# No more Cable TV!



## taddy1340 (Dec 10, 2004)

Well, my wife and I decided that we watch too much TV and we want to break the habit before our 9-month old falls victim too. Plus there is way too much crap on it.

Anyway, I still want to get the local channels for news. Anybody got advice on a good antenna? Thanks in advance!

Mike


----------



## Roughrider (Apr 12, 2005)

We have been without cable for the past three years now. It takes a little getting used to but after a while you don't really notice. Only thing is we don't get FOX very clear so not getting any MLB games sucks and now with Monday Night Football moving to ESPN.....ug. Roof antenna works good. An good set of rabbit ears aren't bad either. Good Luck, you'll be happy you did it.


----------



## taddy1340 (Dec 10, 2004)

I will miss my sports the most. Oh well, it is for the best.


----------



## buckseye (Dec 8, 2003)

Get as long a range one as you can. I have a 160 mile one but live 50 from the stations and it works great. Good luck and you will have more time for family and outdoors for your reward.


----------



## Van Wey (Jul 15, 2005)

Taddy, what are you thinking?? Live without cable!!! I would probably go insane if not worse :lol:

Take it easy man and it looks like we will be doing a lot more hunting :lol:


----------



## Bobm (Aug 26, 2003)

getting rid of your TV is the very best thing you can do for your kid, read to him, and when he gets older and teach him to love to read. This will benefit him immensly thoughout his education and life. Almost nothing on TV is worthwhile.

Crane co makes a radio that will get the local TV stations and allow you to listen to their news casts with out fascinating a kid.


----------



## The Norseman (Jan 8, 2005)

Hello Everyone,

Getting rid of Cable/Dish TV is the best thing a parent can do.

I have not had Cable/Dish for 17 years. I get 5 channels with just the 
TV antennas.

I don't know how much that stuff costs but I estimate I've saved well over
$5,000.00. A lot of money to buy sporting goods.

I do not know of any good antennas to use but good luck with everything.

See yeaw


----------



## taddy1340 (Dec 10, 2004)

Thanks for the feedback guys. Yesterday was our first day w/out it. It seemed I had a lot more time w/ my daughter last evening. I know TV isn't to blame for that, but I am. Anyway, it is unavailable and out of mind. Take care!

Mike


----------



## scauphunter73 (Sep 23, 2004)

You might want to look at the digital reception antenna. My wife and I have one and it works great with the new digitial signals. Perfect HD reception. And of course, the money saved from not having cable goes into my hunting & shooting account!


----------

Provided material:
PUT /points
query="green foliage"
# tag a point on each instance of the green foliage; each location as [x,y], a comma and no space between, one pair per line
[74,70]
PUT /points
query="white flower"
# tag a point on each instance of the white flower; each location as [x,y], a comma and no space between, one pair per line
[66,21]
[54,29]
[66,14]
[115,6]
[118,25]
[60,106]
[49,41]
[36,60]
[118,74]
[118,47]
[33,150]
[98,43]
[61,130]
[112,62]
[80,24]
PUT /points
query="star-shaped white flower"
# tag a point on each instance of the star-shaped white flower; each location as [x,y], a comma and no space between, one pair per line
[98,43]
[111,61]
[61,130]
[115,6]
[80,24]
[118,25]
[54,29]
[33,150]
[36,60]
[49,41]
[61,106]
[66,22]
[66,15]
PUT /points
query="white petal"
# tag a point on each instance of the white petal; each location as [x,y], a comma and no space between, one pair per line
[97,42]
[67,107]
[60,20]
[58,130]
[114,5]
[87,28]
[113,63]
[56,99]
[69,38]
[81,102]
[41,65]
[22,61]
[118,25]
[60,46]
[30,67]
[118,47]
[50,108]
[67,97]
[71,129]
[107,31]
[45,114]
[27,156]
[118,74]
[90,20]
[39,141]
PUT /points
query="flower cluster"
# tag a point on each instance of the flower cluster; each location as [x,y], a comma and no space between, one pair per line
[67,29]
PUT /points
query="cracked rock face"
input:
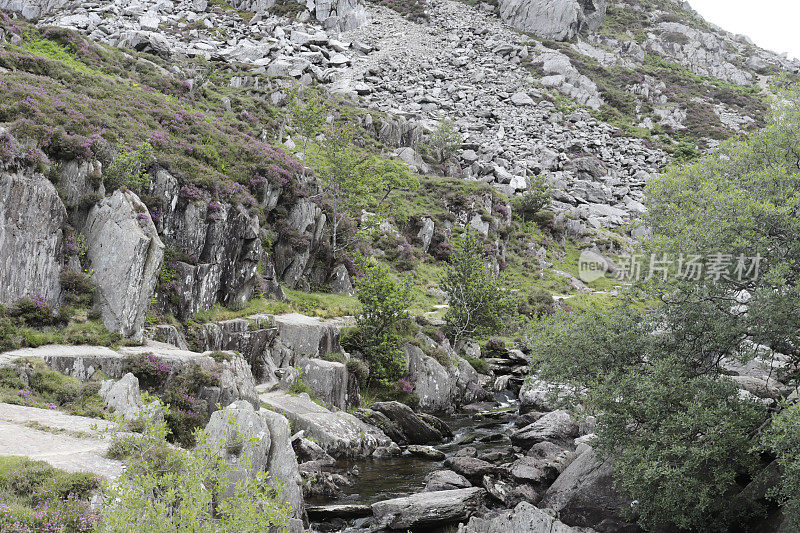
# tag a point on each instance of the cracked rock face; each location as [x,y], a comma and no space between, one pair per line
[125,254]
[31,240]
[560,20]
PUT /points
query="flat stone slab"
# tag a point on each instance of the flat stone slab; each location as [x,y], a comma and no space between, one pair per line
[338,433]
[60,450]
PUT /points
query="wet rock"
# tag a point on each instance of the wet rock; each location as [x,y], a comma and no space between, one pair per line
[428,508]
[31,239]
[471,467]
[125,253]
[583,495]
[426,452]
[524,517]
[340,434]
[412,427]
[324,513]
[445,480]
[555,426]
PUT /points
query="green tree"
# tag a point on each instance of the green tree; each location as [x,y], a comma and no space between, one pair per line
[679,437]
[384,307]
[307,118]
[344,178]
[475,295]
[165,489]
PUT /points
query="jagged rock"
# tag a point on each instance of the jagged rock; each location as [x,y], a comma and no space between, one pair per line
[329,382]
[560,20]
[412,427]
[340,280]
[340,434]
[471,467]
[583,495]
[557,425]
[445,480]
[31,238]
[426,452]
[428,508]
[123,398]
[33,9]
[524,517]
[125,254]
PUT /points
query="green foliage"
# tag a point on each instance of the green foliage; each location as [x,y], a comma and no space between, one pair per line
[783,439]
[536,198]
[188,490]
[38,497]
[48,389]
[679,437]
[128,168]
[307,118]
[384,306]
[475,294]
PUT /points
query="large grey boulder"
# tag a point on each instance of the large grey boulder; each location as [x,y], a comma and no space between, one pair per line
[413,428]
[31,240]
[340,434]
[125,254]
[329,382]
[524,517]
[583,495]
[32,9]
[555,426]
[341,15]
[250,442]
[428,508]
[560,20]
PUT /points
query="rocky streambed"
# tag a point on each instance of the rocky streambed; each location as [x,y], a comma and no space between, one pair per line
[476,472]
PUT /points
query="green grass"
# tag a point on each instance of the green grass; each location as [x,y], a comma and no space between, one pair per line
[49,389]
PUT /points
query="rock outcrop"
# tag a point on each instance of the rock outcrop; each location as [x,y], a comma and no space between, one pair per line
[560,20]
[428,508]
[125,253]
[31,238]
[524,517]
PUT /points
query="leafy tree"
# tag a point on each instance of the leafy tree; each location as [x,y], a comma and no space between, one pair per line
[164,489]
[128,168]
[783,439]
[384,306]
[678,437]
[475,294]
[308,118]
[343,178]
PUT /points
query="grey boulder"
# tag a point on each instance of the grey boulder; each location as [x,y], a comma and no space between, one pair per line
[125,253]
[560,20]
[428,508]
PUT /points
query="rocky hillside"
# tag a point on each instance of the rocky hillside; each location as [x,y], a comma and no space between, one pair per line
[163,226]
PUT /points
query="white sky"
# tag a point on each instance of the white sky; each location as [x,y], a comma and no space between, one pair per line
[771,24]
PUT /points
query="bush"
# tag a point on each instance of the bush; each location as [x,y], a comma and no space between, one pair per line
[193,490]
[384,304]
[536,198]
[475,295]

The exercise:
Write out, word for word, the part of the cable TV thread that opens with the words containing "We have been" and closes with "you did it.". Nothing in the entries is needed here.

Output for this task:
We have been without cable for the past three years now. It takes a little getting used to but after a while you don't really notice. Only thing is we don't get FOX very clear so not getting any MLB games sucks and now with Monday Night Football moving to ESPN.....ug. Roof antenna works good. An good set of rabbit ears aren't bad either. Good Luck, you'll be happy you did it.